### PROBLEM STATEMENT
What is needed here is every record, retyped without any change.

------ RECORDED DATA

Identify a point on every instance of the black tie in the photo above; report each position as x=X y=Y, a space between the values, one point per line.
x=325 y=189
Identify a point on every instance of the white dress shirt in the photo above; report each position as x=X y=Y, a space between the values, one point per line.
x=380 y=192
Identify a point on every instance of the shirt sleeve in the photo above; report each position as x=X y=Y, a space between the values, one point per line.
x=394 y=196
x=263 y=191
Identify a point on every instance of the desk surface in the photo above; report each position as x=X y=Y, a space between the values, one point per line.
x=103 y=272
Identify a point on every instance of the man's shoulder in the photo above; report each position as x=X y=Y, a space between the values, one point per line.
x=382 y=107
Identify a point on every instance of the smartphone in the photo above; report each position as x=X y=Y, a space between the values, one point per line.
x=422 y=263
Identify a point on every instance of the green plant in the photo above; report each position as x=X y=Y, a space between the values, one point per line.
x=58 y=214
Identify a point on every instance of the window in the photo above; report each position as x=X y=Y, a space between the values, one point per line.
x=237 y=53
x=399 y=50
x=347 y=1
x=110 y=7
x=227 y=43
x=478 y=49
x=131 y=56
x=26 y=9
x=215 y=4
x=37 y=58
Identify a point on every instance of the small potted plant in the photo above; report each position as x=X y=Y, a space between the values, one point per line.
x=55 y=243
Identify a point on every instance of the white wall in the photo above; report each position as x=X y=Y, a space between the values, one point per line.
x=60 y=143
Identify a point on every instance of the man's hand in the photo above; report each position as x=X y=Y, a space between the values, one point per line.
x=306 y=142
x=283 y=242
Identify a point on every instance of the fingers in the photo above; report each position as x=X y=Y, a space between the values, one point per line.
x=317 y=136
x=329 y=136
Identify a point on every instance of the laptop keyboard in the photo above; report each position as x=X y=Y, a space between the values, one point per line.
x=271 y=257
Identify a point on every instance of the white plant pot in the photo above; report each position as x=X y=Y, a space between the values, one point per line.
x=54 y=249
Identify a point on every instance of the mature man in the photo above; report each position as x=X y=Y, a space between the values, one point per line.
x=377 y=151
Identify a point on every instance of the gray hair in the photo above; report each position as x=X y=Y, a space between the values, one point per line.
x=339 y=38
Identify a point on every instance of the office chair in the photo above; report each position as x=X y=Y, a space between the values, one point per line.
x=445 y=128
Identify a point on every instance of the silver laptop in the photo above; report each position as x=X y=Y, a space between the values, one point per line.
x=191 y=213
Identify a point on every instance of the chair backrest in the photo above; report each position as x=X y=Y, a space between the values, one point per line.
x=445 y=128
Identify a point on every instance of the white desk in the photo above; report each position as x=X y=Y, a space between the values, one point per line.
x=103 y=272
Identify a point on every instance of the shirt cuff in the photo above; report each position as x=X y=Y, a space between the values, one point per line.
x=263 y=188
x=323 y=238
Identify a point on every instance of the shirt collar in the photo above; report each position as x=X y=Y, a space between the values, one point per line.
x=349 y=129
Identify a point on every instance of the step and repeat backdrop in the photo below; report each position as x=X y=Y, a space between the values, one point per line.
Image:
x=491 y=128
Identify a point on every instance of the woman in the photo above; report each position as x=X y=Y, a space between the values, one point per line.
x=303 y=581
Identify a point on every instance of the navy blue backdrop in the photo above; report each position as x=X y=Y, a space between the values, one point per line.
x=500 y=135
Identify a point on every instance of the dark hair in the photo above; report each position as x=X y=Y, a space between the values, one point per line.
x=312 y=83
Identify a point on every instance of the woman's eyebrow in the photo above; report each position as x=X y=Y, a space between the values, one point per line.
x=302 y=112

------------

### RESPONSE FOR THIS EXERCISE
Identify a point on every instance of the black tie in the photo above; report each position as x=X y=Y, a space between the values, one point per line.
x=325 y=189
Identify a point on every instance of the white dress shirt in the photo above; report each position as x=X y=Y, a space between the values, one point per line.
x=380 y=192
Identify a point on every instance of the shirt sleeve in the photo above; report each position as x=X y=Y, a space between the values, one point per line.
x=394 y=196
x=263 y=191
Identify a point on every instance of the desk surface in the photo above; report each position as x=X y=Y, a space between the values, one point per line.
x=103 y=272
Identify a point on every instance of the man's shoulder in the photo above; report each position as x=X y=Y, a space between the values, one point per line.
x=382 y=107
Identify a point on every instance of the smartphone in the photo above; report each position as x=X y=Y, a space between the values, one point per line.
x=422 y=263
Identify a point on every instance of the green plant in the photo above; report each position as x=X y=Y, a space between the values, one point per line.
x=58 y=214
Identify a point on every instance of the window in the photo above; report each position as x=X y=Y, a space between the values, one point per line.
x=237 y=53
x=399 y=50
x=347 y=1
x=110 y=7
x=227 y=43
x=478 y=49
x=131 y=56
x=26 y=9
x=215 y=4
x=37 y=58
Identify a point on every instance of the small potted plant in the photo above; report each position as x=X y=Y, a space between the values, one point per line.
x=55 y=243
Identify a point on every instance of the white wall in the photo above; report each position as x=X y=Y, a space between the values, one point per line.
x=60 y=143
Identify a point on every instance of the man's hand in the photo above; report each position as x=X y=Y, a space between the values, one point per line.
x=306 y=142
x=283 y=242
Identify a point on every instance of the fingers in the photo above; report each position as x=X y=Y, a space between the values, one point per line.
x=317 y=136
x=329 y=136
Identify a point on every instance of the laptop keyboard in the photo above; report each position as x=X y=Y, a space between the values, one point per line.
x=271 y=257
Identify a point on every instance of the white plant pot in the photo above; report each position as x=X y=Y, a space between the values, one point per line.
x=54 y=249
Identify a point on every instance of the mature man in the photo above; report each position as x=X y=Y, a space between the values, one point per line.
x=377 y=151
Identify a point on every instance of the gray hair in the photo above; report each position as x=X y=Y, a space between the values, one point per line.
x=339 y=38
Identify a point on every instance of the office chair in the photo above; report each position as x=X y=Y, a space between the values, one point per line.
x=445 y=128
Identify a point on every instance of the silver laptop in the photo above; report each position as x=X y=Y, a space between the values, one point per line.
x=191 y=213
Identify a point on every instance of the chair backrest in the photo above; report each position as x=X y=Y, a space between the values, one point per line.
x=445 y=128
Identify a point on every instance of the white desk in the photo above; report each position as x=X y=Y, a space between the values, one point per line.
x=103 y=272
Identify a point on every instance of the shirt cuff in the photo above; report each position as x=X y=Y, a space between the values, one point per line.
x=263 y=188
x=323 y=238
Identify a point on every instance of the shirt collar in the photo above; report each position as x=X y=Y, a space between the values, one point per line.
x=349 y=129
Identify a point on every instance of the step and repeat backdrop in the photo below; report each position as x=X y=Y, a space between the values, one point per line.
Image:
x=491 y=128
Identify a point on every instance of the woman in the photo above; report each position as x=X y=Y, a space between the values, one point per line.
x=303 y=581
Identify a point on every instance of the navy blue backdrop in the photo above; report each position as x=X y=Y, a space between the values, one point per line.
x=500 y=135
Identify a point on every instance of the dark hair in the photo above; report each position as x=X y=Y, a space between the values, one point per line.
x=312 y=83
Identify a point on every instance of the woman's eyebrow in the photo above; report each position as x=X y=Y, a space between the values, one point per line.
x=302 y=112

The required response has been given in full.